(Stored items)
- - - -

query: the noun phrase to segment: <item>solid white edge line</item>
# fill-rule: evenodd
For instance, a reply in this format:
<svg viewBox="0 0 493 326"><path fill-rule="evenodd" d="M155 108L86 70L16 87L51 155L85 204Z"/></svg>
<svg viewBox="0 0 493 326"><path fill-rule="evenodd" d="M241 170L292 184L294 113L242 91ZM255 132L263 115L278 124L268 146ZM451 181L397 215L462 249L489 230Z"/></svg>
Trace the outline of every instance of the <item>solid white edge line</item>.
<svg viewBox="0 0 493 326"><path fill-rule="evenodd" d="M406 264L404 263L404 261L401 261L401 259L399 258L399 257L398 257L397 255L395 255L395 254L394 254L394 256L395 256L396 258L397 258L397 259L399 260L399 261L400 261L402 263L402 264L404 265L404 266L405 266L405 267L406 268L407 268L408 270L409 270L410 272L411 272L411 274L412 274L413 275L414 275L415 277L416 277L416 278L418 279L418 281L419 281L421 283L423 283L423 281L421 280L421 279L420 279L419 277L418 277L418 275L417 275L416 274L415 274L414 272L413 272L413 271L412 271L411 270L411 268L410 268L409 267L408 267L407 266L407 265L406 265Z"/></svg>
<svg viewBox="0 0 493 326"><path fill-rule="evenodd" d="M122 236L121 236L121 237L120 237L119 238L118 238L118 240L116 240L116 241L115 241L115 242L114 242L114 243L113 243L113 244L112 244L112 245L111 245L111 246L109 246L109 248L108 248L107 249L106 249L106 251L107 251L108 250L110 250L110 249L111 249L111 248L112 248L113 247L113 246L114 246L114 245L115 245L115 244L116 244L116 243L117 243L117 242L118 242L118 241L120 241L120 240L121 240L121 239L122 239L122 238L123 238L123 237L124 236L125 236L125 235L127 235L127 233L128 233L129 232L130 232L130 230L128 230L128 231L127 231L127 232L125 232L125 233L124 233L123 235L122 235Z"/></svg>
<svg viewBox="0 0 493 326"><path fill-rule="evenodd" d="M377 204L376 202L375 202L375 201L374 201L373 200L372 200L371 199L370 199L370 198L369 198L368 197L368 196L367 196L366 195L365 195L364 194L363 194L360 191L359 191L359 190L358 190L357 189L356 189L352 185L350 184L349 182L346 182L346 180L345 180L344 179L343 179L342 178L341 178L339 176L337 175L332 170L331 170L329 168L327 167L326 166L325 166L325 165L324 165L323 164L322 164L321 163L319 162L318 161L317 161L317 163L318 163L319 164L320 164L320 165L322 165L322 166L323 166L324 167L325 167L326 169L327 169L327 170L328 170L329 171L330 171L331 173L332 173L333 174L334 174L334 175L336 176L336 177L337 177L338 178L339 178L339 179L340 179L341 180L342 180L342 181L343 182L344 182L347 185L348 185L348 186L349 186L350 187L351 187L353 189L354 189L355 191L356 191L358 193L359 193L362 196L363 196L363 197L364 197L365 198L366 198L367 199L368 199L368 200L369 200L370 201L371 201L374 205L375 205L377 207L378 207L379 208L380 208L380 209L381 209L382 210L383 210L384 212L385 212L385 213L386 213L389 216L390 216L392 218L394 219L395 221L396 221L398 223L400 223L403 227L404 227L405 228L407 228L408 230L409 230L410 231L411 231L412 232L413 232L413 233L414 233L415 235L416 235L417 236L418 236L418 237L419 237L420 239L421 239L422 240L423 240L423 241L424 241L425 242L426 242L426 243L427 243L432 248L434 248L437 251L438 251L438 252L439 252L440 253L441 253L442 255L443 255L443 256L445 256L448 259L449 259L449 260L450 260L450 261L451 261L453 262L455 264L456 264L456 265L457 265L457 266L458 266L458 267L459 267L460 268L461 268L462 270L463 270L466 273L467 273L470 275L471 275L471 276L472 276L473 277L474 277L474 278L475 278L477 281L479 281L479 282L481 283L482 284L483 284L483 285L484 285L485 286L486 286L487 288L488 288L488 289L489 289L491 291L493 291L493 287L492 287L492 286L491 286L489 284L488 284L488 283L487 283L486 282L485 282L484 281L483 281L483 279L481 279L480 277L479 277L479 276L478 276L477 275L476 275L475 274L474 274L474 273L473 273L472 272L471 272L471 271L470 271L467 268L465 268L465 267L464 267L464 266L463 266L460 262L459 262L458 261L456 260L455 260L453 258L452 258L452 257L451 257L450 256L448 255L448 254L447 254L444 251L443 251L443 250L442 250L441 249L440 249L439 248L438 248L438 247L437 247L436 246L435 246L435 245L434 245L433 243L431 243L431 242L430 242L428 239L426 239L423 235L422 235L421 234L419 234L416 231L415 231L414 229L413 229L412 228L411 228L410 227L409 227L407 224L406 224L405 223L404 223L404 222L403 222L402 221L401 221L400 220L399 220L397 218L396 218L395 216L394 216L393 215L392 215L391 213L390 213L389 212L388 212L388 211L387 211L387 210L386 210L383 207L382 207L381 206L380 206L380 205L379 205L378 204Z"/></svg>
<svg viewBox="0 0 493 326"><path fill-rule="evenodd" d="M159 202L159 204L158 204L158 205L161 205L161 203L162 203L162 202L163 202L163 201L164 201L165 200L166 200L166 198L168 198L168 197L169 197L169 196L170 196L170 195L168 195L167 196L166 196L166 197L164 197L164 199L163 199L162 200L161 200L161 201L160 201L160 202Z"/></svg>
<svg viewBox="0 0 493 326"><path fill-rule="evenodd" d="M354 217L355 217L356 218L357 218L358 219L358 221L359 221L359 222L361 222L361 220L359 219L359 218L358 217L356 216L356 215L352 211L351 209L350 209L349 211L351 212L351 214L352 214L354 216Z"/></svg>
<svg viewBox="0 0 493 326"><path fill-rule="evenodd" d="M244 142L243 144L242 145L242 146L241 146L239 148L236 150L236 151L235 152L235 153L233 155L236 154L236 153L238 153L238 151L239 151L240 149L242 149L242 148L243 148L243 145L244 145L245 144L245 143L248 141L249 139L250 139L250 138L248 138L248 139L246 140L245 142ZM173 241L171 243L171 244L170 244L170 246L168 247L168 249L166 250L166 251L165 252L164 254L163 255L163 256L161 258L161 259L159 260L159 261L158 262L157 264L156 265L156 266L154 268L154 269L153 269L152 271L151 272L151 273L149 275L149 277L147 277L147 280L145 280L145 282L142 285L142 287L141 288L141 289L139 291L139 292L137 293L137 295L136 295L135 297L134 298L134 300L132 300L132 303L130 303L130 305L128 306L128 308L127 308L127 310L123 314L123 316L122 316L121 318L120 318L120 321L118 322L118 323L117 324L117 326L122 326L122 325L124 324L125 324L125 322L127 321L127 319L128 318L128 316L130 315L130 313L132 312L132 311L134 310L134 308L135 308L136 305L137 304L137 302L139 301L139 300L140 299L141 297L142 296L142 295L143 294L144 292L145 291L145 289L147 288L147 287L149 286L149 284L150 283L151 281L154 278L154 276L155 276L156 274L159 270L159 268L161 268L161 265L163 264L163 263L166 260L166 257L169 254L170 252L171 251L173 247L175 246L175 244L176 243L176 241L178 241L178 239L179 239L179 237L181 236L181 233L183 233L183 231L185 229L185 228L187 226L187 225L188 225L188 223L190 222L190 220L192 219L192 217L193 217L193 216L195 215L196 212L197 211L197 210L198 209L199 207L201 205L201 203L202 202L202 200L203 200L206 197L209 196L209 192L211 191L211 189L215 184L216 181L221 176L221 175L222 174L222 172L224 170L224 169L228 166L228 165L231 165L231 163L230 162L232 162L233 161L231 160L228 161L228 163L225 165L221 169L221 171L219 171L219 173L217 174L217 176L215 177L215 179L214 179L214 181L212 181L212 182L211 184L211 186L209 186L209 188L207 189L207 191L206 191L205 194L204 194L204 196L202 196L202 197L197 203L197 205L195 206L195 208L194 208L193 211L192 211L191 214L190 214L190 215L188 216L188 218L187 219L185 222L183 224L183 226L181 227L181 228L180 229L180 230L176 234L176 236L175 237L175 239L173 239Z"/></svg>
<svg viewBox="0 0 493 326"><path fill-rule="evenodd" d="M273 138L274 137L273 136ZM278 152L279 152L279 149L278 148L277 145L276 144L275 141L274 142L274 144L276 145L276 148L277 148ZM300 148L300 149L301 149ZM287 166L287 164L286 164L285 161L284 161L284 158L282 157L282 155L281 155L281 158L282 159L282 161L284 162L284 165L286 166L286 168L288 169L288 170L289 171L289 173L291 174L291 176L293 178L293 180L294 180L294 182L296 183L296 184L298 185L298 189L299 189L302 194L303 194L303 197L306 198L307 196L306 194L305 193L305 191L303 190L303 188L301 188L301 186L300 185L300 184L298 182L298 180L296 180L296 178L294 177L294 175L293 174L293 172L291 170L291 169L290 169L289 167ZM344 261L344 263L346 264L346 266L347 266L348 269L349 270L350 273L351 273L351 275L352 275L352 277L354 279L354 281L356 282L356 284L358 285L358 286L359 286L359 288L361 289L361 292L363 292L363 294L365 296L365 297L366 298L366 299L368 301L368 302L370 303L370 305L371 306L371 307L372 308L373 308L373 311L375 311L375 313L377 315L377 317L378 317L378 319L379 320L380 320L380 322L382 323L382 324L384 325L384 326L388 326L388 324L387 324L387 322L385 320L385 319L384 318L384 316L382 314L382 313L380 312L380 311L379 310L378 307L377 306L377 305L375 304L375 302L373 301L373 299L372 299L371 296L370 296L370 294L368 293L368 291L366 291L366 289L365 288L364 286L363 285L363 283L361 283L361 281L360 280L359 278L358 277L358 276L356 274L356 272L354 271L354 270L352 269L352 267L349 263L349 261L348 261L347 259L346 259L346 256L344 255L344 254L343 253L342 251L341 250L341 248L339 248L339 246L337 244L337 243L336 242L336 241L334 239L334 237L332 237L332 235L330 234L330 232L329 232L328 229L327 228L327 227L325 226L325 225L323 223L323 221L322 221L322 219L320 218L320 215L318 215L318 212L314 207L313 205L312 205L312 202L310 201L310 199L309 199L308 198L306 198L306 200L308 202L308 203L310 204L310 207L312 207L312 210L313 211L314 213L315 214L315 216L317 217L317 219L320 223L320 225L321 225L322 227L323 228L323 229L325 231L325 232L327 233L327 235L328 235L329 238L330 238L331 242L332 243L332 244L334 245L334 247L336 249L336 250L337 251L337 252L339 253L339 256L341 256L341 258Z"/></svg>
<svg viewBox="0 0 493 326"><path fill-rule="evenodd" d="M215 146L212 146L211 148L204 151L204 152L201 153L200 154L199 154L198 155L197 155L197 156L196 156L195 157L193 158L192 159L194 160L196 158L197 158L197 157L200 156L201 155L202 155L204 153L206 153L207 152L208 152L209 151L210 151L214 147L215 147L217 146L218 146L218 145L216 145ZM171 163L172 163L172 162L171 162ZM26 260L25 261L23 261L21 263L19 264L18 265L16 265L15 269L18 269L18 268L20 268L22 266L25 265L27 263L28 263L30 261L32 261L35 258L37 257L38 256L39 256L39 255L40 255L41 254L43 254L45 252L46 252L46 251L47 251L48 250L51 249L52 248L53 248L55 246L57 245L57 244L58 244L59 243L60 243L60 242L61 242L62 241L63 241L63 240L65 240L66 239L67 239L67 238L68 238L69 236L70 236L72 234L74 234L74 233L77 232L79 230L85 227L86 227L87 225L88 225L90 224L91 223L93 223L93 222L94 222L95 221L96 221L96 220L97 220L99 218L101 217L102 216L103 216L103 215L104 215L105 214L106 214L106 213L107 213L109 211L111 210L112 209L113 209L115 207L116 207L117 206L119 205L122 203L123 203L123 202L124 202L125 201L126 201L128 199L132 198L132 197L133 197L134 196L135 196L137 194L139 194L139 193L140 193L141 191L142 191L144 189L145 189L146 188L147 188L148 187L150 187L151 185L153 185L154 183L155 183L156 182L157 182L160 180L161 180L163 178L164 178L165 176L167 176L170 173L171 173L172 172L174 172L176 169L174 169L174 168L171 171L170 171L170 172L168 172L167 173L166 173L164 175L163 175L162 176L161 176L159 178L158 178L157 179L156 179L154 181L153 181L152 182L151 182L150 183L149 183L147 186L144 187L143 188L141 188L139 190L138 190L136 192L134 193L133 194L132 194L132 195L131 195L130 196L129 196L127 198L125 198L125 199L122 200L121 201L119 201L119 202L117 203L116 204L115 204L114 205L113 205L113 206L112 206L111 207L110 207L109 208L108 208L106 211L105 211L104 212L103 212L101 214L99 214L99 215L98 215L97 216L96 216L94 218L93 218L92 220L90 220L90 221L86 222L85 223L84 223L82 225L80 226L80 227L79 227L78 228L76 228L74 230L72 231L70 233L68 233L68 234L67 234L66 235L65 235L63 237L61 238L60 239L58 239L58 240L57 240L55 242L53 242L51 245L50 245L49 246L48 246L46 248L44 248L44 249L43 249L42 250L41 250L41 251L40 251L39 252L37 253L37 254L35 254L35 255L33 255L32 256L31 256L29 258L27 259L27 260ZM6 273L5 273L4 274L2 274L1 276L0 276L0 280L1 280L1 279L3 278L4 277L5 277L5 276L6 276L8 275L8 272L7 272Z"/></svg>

- - - -

▶ PROBLEM TO SOLVE
Reproduce the entries from the very first line through the line that contains "108L86 70L16 87L51", including that line.

▶ WRITTEN SOLUTION
query: the noun phrase to segment: <item>solid white edge line</item>
# fill-rule: evenodd
For instance, a reply in this format:
<svg viewBox="0 0 493 326"><path fill-rule="evenodd" d="M155 108L86 70L16 87L51 155L85 204Z"/></svg>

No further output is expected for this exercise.